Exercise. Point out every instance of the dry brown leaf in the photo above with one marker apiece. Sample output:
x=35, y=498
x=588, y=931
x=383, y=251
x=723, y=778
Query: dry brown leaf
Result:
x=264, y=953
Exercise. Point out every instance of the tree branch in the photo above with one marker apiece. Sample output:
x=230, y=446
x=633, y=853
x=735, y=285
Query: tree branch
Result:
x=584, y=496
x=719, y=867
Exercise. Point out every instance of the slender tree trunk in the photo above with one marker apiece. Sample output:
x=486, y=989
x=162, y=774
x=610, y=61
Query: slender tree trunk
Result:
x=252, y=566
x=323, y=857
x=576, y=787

* * *

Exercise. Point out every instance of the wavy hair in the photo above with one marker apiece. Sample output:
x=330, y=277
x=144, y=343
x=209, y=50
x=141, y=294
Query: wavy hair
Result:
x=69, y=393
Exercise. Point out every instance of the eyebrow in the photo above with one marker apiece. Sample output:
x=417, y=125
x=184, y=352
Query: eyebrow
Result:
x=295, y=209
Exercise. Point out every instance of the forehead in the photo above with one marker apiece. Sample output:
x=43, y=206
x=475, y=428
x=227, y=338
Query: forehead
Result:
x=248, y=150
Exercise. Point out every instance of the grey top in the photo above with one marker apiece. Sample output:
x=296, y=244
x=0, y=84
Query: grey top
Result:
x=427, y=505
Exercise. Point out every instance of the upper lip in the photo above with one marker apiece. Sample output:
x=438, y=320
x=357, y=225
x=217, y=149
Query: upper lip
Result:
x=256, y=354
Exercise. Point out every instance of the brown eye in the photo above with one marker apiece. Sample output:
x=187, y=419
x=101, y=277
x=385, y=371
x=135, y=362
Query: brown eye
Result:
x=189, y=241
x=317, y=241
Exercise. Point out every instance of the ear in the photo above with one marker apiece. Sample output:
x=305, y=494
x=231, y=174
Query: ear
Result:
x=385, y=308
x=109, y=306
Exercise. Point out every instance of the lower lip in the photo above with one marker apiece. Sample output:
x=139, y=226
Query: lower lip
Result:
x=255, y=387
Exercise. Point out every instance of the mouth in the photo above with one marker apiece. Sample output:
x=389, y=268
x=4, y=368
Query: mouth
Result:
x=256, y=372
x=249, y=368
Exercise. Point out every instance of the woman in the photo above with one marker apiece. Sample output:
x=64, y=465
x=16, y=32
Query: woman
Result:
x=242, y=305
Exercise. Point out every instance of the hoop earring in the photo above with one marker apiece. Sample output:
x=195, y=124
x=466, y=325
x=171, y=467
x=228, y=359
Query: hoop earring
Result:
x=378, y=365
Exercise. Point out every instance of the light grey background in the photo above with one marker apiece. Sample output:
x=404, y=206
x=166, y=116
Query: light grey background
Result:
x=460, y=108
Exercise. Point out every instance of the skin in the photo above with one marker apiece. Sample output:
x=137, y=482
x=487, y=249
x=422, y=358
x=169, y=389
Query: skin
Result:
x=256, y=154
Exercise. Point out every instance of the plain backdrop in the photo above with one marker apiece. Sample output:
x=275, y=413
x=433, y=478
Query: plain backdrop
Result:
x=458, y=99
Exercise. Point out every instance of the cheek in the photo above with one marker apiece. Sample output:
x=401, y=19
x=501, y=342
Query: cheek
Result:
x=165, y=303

* * *

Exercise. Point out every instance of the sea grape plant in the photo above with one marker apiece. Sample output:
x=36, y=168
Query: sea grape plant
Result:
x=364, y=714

* **Written task**: Rewrite everything from the line containing "Exercise. Point out every instance of the brown" down to the line containing "x=109, y=306", with "Result" changed to "Answer" and nothing else altered. Give only those lines.

* **Solution to the exercise**:
Exercise. Point out every instance of the brown eye in the photo above with one marker apiece. Sample output:
x=187, y=419
x=101, y=277
x=385, y=371
x=135, y=362
Query: brown eye
Answer:
x=189, y=241
x=317, y=241
Exercise. Point out every instance of the ear in the photo above with one marker apiece. Sample output:
x=305, y=494
x=231, y=174
Query: ear
Answer:
x=385, y=308
x=109, y=306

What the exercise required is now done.